(Extracted entries begins)
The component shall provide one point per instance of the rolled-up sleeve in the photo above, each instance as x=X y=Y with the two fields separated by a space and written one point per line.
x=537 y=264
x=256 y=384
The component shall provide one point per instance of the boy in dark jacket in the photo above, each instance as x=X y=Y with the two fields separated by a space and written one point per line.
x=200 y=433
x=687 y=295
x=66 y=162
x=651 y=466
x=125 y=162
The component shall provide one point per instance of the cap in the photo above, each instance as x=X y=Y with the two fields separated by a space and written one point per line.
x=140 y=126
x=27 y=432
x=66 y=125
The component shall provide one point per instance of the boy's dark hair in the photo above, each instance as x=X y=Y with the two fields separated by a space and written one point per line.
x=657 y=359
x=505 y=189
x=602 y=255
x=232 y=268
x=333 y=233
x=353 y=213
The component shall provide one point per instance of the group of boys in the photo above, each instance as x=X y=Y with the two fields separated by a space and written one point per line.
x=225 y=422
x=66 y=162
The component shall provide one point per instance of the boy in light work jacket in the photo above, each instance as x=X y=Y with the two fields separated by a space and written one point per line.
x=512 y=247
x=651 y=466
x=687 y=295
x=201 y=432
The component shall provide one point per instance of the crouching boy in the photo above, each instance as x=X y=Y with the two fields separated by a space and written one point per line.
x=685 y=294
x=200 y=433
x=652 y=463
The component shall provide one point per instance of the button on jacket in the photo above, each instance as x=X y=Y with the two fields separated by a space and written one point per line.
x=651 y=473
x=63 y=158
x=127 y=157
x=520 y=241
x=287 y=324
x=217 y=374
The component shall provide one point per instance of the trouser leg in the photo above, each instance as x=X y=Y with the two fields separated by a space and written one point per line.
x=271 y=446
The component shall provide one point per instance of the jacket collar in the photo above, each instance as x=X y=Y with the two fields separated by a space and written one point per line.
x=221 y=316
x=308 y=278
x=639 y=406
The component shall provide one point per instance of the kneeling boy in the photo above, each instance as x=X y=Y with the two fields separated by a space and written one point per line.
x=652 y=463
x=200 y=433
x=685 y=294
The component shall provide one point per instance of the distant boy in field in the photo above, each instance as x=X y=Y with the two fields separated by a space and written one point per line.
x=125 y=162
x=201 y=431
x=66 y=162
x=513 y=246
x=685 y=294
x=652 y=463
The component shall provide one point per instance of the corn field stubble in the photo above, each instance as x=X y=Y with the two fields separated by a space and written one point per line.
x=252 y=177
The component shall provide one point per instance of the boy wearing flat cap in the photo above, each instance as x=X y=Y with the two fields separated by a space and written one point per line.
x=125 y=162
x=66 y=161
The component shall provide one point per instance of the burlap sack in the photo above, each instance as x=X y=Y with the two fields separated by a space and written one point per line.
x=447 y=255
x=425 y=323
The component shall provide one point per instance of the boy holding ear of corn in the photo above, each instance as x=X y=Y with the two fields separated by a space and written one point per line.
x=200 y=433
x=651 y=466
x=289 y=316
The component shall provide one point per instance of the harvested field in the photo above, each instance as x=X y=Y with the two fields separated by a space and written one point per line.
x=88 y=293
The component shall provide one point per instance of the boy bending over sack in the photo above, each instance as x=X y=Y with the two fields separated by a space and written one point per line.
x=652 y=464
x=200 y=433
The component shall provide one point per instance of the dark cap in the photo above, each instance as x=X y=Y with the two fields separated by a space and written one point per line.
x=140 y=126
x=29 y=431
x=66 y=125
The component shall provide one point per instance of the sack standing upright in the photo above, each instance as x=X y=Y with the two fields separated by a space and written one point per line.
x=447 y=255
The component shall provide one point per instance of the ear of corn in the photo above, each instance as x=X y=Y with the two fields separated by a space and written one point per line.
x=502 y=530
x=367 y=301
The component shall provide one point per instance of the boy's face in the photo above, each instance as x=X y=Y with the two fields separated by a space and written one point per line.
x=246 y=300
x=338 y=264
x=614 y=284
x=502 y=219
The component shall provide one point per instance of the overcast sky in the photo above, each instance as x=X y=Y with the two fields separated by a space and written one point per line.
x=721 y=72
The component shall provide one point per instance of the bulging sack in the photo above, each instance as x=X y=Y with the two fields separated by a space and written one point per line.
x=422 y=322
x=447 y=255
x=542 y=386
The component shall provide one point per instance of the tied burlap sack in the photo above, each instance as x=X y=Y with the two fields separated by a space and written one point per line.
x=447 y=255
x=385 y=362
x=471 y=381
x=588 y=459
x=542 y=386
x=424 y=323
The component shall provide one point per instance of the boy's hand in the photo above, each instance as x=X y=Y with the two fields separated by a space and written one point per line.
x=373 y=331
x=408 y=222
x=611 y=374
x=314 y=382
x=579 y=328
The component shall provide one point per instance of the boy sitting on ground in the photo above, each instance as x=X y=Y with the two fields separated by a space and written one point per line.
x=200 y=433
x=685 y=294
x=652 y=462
(Extracted entries ends)
**What needs to be done**
Exactly as given, restate all the lines above.

**Output**
The component shall provide one point per instance of the rolled-up sleeve in the photo above, each instance as x=X y=Y with the two fields separated by a space and written one point per line.
x=537 y=264
x=256 y=384
The component shall provide one point per instance of the boy in dark jacket in the photo above, each instance as x=X y=Y with the two fields separated by a space and written one point per line.
x=200 y=433
x=687 y=295
x=66 y=162
x=651 y=466
x=125 y=162
The component shall provide one point per instance of the cap in the photo above, each instance as x=X y=Y with the two fields separated by a space and written one point per line.
x=140 y=126
x=27 y=432
x=66 y=125
The component shall provide one point per instance of the boy's dark hair in the photo above, each instance as x=X y=Y with the two fields separated by a space and written one point per line.
x=657 y=359
x=505 y=189
x=602 y=255
x=232 y=268
x=333 y=233
x=353 y=213
The component shall provide one point per instance of the group of boys in the photo above, each instance as x=X y=Y with the two fields separated by a space and written one point per line.
x=225 y=422
x=66 y=162
The component shall provide one point per instance of the boy in light work jacket in the photo above, each instance as x=X y=Y with the two fields separated by a space and written one point per line.
x=512 y=247
x=651 y=466
x=687 y=295
x=201 y=432
The component shall provide one point per instance of the crouching boy in the photo above, each instance as x=X y=Y with the two fields separated by a space and written one point per line.
x=685 y=294
x=200 y=433
x=652 y=463
The component shall provide one point per instance of the button on jacket in the photo above, each instance as x=X y=Y with the two fields separated by a space and written one point per line.
x=651 y=473
x=63 y=158
x=127 y=157
x=520 y=241
x=287 y=324
x=217 y=374
The component shall provide one point per instance of the trouser leg in the photo above, each instance as x=X y=Y with the two fields separated by a space and written one point per line.
x=271 y=446
The component shall provide one point per instance of the jacket collar in the photo above, each instance as x=X y=Y with the two fields separated by a space and written one point per line.
x=221 y=316
x=308 y=278
x=639 y=406
The component shall provide one point per instance of the kneeling boy in the photo above, each instance as x=X y=Y with the two fields separated by a space and written one point per line.
x=652 y=463
x=200 y=433
x=685 y=294
The component shall provide one point per instance of the distant boy in field in the photo above, each instance as x=X y=Y with the two fields separated by a space and written one point per line.
x=125 y=162
x=201 y=431
x=66 y=162
x=513 y=246
x=685 y=294
x=652 y=463
The component shall provide one point per instance of the corn field stubble in the photo above, each instance as x=X y=Y with the two fields separated by a space and written one point per line.
x=252 y=177
The component shall provide one point per instance of the boy wearing flat cap in the photo above, each instance as x=X y=Y with the two fields separated by a space and written one point per line.
x=125 y=162
x=66 y=161
The component shall provide one point per instance of the burlap sack in the photo above, each instance as x=X y=Y with the two fields separated by a space and written one point per line.
x=447 y=255
x=425 y=323
The component shall provide one point per instance of the boy holding ear of corn in the photo above, each instance as x=X y=Y with the two fields separated by a space and written one point per line.
x=200 y=433
x=651 y=466
x=289 y=316
The component shall provide one point per instance of the harvested field in the photo above, each instance as x=X y=Y with the two fields separated by a space and written one point per line.
x=88 y=293
The component shall provide one point per instance of the boy bending over sack in the photo above, each instance as x=X y=Y with the two fields separated by a space and written one point per line.
x=652 y=464
x=200 y=433
The component shall provide one point per instance of the dark cap in the photo above, each instance as x=X y=Y with the two fields separated by a space and written one point per line.
x=140 y=126
x=29 y=431
x=66 y=125
The component shall provide one point per instance of the sack standing upright in the photo above, each instance as x=X y=Y with the two fields separated by a space and written one point per line.
x=447 y=255
The component shall provide one point per instance of the ear of corn in the photo above, each instance as x=X y=Y with the two fields separated by a space and written one point per line.
x=502 y=530
x=367 y=301
The component shall provide one point per instance of the boy's face in the photo above, each instance as x=X y=Y with the two fields separated by a space and written one point per line.
x=246 y=300
x=338 y=264
x=614 y=284
x=502 y=219
The component shall provide one point per instance of the overcast sky in the photo above, each instance as x=X y=Y with the two fields separated by a space and written one point per line.
x=721 y=72
The component shall provide one point per instance of the bulging sack in the photo above, each instance as x=X y=Y with the two fields separated by a space and written one point per line.
x=422 y=322
x=447 y=255
x=542 y=386
The component shall provide one point per instance of the tied burlap sack in the photo above, each instance as x=X y=Y with the two fields separated by a space and written one point per line.
x=447 y=255
x=385 y=362
x=471 y=381
x=588 y=459
x=542 y=386
x=424 y=323
The component shall provide one point per instance of the boy's hand in the photo above, each instance as x=X y=Y with the two fields separated by a space and written one point per line.
x=373 y=331
x=408 y=222
x=611 y=374
x=314 y=382
x=579 y=328
The component shall provide one point per instance of the boy sitting on ground in the photo above, each instance as x=X y=Y with the two fields separated by a space and written one point per line.
x=200 y=433
x=685 y=294
x=652 y=462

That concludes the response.